**Reading text**
»»
My wife was relieved from jury duty so I will be at Killington on Friday, November 11 if they do indeed open that day.


----------



## ALLSKIING (Sep 18, 2005)

Greg said:
			
		

> Greg said:
> 
> 
> 
> ...


You got to love it when that happens :beer: .


----------



## Vortex (Sep 19, 2005)

Looks like I'll be here the 11th and 12th. Going to skip SR  opening weekend to save gas exspense.


----------



## skijay (Sep 19, 2005)

I am leaving for FL on the 12th.  I would like to go on the 11th if it is open.  I get to break in my ASC Pass   . 

I have skied Mount Snow in the AM and sat on the beach in Sarasota, FL in the PM (same day), two years ago.


----------



## Vortex (Sep 19, 2005)

skijay said:
			
		

> I am leaving for FL on the 12th.  I would like to go on the 11th if it is open.  I get to break in my ASC Pass   .
««
**Supplied data**
»»
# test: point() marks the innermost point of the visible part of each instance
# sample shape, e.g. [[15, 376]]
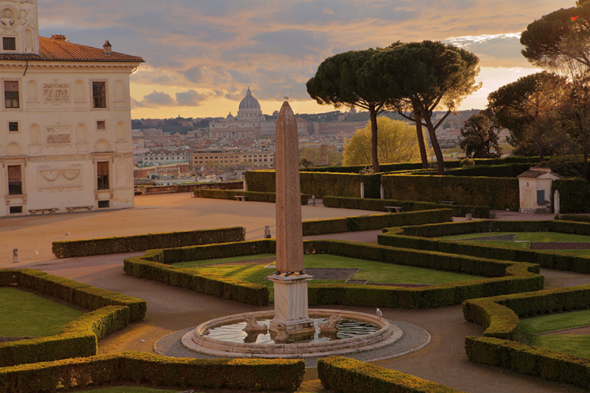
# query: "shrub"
««
**Exercise set**
a – In the Killington ski thread, where did skijay sit on the beach on the same day as skiing Mount Snow?
b – Please write out the part of the Killington ski thread from "## skijay (Sep" to "two years ago.".
c – Carry the Killington ski thread further from the point where it stops.

**Outputs in order**
a – Sarasota, FL

b –
## skijay (Sep 19, 2005)

I am leaving for FL on the 12th.  I would like to go on the 11th if it is open.  I get to break in my ASC Pass   . 

I have skied Mount Snow in the AM and sat on the beach in Sarasota, FL in the PM (same day), two years ago.

c –
> 
> I have skied Mount Snow in the AM and sat on the beach in Sarasota, FL in the PM (same day), two years ago.



Ski and beach combo.  That would be great.


----------



## ALLSKIING (Sep 19, 2005)

skijay said:
			
		

> I am leaving for FL on the 12th.  I would like to go on the 11th if it is open.  I get to break in my ASC Pass   .
> 
> I have skied Mount Snow in the AM and sat on the beach in Sarasota, FL in the PM (same day), two years ago.


That cool..I love doing things like that.


----------



## Skier75 (Sep 20, 2005)

UK and I could be up for this....we'll have to wait and see. Of course it depends on the day of the week also. Unless, of course, if I haven't landed a job yet.


----------



## ALLSKIING (Sep 20, 2005)

Killington 11/9/2004


----------



## Mark D (Sep 20, 2005)

you guys are so luckly. i have to wait till ATLEAST mid to late december for my turns.


----------



## Greg (Sep 21, 2005)

Mark DiGiovanni said:
			
		

> you guys are so luckly. i have to wait till ATLEAST mid to late december for my turns.


Take a road trip...


----------



## Marc (Sep 23, 2005)

If they're open I will be there the weekend of the 12/13.




Oh, and all this banter about little people and diapers and what have you...



For the sake of my hobbies, freedom, and the safety of the rest of the world, I will not procreate...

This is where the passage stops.